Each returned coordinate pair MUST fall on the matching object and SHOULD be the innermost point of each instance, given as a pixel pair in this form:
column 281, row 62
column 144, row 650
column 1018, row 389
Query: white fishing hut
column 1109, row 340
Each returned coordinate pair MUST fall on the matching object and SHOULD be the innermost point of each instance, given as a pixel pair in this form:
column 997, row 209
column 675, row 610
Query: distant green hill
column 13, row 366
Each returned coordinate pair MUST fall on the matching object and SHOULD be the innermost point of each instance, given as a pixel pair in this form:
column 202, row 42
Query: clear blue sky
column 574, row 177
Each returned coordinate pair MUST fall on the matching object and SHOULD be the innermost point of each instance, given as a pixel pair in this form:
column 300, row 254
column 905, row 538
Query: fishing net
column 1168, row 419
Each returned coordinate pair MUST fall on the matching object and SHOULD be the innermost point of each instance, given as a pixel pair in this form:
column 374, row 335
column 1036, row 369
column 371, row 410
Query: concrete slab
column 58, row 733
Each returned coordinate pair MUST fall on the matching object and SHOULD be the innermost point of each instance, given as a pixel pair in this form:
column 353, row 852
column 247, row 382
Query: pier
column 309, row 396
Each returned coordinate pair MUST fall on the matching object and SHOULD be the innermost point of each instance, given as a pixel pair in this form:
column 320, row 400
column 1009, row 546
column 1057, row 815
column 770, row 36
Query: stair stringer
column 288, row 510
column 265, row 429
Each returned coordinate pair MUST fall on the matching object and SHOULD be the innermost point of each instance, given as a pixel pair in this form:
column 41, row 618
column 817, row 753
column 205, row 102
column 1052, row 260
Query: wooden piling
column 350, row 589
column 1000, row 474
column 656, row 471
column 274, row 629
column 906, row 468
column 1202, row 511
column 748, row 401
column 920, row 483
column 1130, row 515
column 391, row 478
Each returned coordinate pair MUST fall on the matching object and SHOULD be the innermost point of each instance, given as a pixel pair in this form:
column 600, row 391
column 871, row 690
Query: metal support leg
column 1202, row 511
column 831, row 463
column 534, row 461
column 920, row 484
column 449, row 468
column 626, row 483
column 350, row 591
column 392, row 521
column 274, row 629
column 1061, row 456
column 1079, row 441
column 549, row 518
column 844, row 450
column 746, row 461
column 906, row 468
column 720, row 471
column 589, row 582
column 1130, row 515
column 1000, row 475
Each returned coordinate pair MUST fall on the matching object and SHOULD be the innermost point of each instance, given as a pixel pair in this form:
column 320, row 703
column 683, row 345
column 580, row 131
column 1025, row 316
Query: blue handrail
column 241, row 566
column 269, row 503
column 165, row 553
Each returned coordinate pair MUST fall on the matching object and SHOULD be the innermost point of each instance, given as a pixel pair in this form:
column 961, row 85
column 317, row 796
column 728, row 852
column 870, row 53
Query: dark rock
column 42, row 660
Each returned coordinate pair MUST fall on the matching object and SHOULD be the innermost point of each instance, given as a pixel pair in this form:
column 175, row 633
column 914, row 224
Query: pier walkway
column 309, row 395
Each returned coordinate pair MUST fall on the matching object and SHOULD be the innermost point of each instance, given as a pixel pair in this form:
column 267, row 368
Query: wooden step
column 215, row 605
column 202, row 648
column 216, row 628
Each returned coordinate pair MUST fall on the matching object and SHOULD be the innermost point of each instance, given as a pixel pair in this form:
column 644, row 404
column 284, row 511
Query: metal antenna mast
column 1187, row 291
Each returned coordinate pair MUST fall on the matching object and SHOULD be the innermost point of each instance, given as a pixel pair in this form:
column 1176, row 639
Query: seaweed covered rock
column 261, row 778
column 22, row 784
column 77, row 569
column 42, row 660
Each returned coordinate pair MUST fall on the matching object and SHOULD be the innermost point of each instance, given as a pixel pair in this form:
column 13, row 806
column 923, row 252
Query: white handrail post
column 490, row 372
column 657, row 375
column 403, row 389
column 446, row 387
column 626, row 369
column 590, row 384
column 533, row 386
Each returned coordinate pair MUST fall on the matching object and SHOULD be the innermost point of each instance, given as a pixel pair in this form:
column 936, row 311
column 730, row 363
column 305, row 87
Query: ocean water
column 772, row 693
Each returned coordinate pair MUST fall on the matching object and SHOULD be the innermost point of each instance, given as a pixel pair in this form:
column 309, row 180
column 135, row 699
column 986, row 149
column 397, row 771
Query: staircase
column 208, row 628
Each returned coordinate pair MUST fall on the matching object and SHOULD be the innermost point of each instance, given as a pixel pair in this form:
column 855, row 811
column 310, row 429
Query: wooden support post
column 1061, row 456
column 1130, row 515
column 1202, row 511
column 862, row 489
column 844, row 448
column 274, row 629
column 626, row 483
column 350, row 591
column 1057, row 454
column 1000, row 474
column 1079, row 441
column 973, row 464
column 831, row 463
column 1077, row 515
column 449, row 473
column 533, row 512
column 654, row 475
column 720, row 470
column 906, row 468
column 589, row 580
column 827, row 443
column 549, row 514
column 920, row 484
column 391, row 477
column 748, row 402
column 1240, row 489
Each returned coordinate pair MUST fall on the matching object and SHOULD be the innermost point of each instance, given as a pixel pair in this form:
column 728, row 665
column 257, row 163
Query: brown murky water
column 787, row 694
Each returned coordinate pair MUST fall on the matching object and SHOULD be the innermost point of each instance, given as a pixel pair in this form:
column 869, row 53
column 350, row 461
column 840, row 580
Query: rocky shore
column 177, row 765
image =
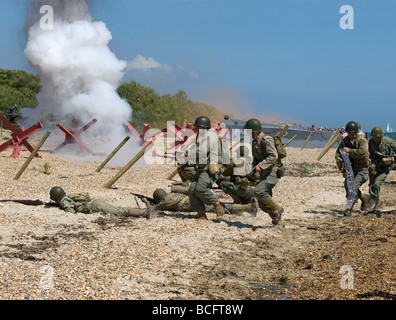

======

Copy all of the records above word for word, but leave the pictures out.

Each returned coordinate pair MUST fall on the matching object and SHOULD be the innermost point of each instance, given as a pixel pair in this form:
column 281, row 62
column 144, row 650
column 1018, row 389
Query: white fishing hut
column 1109, row 340
Each returned coordinate pair MUST fall on the matching object and SHOULD be the innermost point of each instance, given as a pixel pair in this form:
column 997, row 209
column 675, row 610
Query: distant green hill
column 13, row 366
Each returned coordinate pair MUST fall on the matching object and SHOULD be the innermost point of each instance, given as a pixel pair in this form:
column 202, row 42
Query: clear blue sky
column 574, row 177
Each returned coordinate pair MUST fall on the matching object and SHOULD be the innermost point of each instance, given as a pixel pair in this form:
column 300, row 254
column 905, row 538
Query: fishing net
column 1168, row 419
Each returned coordinate pair MUST fall on the matching object and SHOULD be the innermost point of each instance, given as a pixel pair in this form:
column 374, row 335
column 1036, row 369
column 371, row 410
Query: concrete slab
column 58, row 733
Each returned coordinate pair MUST fall on the matching object and SHOULD be the innermost point of each instance, given as a pixel pair in this form:
column 353, row 852
column 247, row 382
Query: pier
column 309, row 396
Each returned coordinate pair MUST fall on the matching object and SHOULD be the innermost point of each instance, given as a pixel pair in this form:
column 320, row 400
column 1009, row 546
column 1057, row 815
column 770, row 36
Query: stair stringer
column 288, row 510
column 265, row 429
Each returned coordinate pair MUST fall on the matching object and SHOULD be the innermost point of each instance, given as a pixel pair in this form:
column 41, row 618
column 817, row 753
column 205, row 102
column 1052, row 260
Query: wooden piling
column 350, row 589
column 1000, row 474
column 656, row 471
column 274, row 629
column 906, row 468
column 1202, row 511
column 748, row 401
column 920, row 483
column 1130, row 515
column 391, row 478
Each returned coordinate pair MUST fall on the matching object and SHOULD be the innermost point of each instance, given as a pixel pair in this form:
column 600, row 391
column 871, row 690
Query: metal support leg
column 1202, row 511
column 831, row 463
column 534, row 461
column 920, row 484
column 449, row 468
column 626, row 483
column 350, row 591
column 392, row 521
column 274, row 629
column 1061, row 456
column 1079, row 441
column 549, row 518
column 844, row 450
column 746, row 461
column 906, row 468
column 720, row 471
column 589, row 582
column 1130, row 515
column 1000, row 475
Each returned coordinate pair MUST fall on the matching object and SHOULD be the innermost point of each instance, given as a pixel pair in this form:
column 320, row 703
column 683, row 345
column 580, row 131
column 1025, row 316
Query: blue handrail
column 241, row 566
column 269, row 503
column 165, row 553
Each returned coordinate pair MUST fall on the matching object and SHOULD be the innermost point of each instance, given as a pixel pair in this form:
column 961, row 85
column 317, row 796
column 728, row 852
column 870, row 53
Query: dark rock
column 42, row 660
Each returned coordinate pair MUST fall on the matching object and SHOULD be the innermost point of each instance, given as a pixel pair in this form:
column 175, row 633
column 914, row 224
Query: pier walkway
column 309, row 395
Each returned coordinate pair MUST fall on the matching object and SHOULD be the innermost point of each instance, given as a pixel pair in this form:
column 267, row 368
Query: wooden step
column 215, row 605
column 202, row 648
column 216, row 628
Each returned coordinate pair MUST fall on the matching object and SHOULD be the innermost point of each instance, given as a pixel pair in this form:
column 644, row 404
column 284, row 511
Query: metal antenna mast
column 1187, row 291
Each returned coordinate pair MUST fall on the matching object and SHOULD be the innermost point of each instance, given as a pixel pair in this form:
column 1176, row 639
Query: seaweed covered rock
column 261, row 778
column 22, row 784
column 77, row 569
column 42, row 660
Each returned coordinate pair MUST fall on the matching object and SHOULD be the innermost point of each instance, given as a pixel pair in this form:
column 13, row 806
column 923, row 252
Query: white handrail post
column 490, row 372
column 657, row 375
column 403, row 389
column 446, row 387
column 626, row 369
column 590, row 384
column 533, row 386
Each returned coordinate pair MUST fall on the matching object and SHOULD be the innermost point of each instance, given as a pixel pair in this form:
column 936, row 311
column 730, row 363
column 305, row 87
Query: ocean water
column 772, row 693
Each returned coordinate pair MUST fall on the matching object and SHOULD be the innermost point of each instance, given as a pixel pair in this form:
column 309, row 180
column 135, row 699
column 986, row 149
column 397, row 771
Query: staircase
column 208, row 628
Each returned coordinate pair MUST fall on the matching object and SHOULD be the innermost point of each instance, given as a pixel pair in this form:
column 855, row 811
column 310, row 429
Query: wooden support post
column 1061, row 456
column 1130, row 515
column 1202, row 511
column 862, row 489
column 844, row 448
column 274, row 629
column 626, row 483
column 350, row 591
column 1057, row 454
column 1000, row 474
column 1079, row 441
column 973, row 464
column 831, row 463
column 1077, row 515
column 449, row 473
column 533, row 512
column 654, row 475
column 720, row 470
column 906, row 468
column 589, row 580
column 827, row 443
column 549, row 514
column 920, row 484
column 391, row 477
column 748, row 402
column 1240, row 489
Each returned coordinate pair MUST fall on the matching object and SHOULD be the innermost point of each instance, given as a pixel pair in this form:
column 728, row 665
column 257, row 163
Query: brown murky water
column 787, row 694
Each returned coordinate pair MUST fall on the matching object and SHOULD be the innermost point of each instance, given as a pixel pair in this form:
column 869, row 53
column 350, row 461
column 840, row 580
Query: rocky shore
column 177, row 765
image =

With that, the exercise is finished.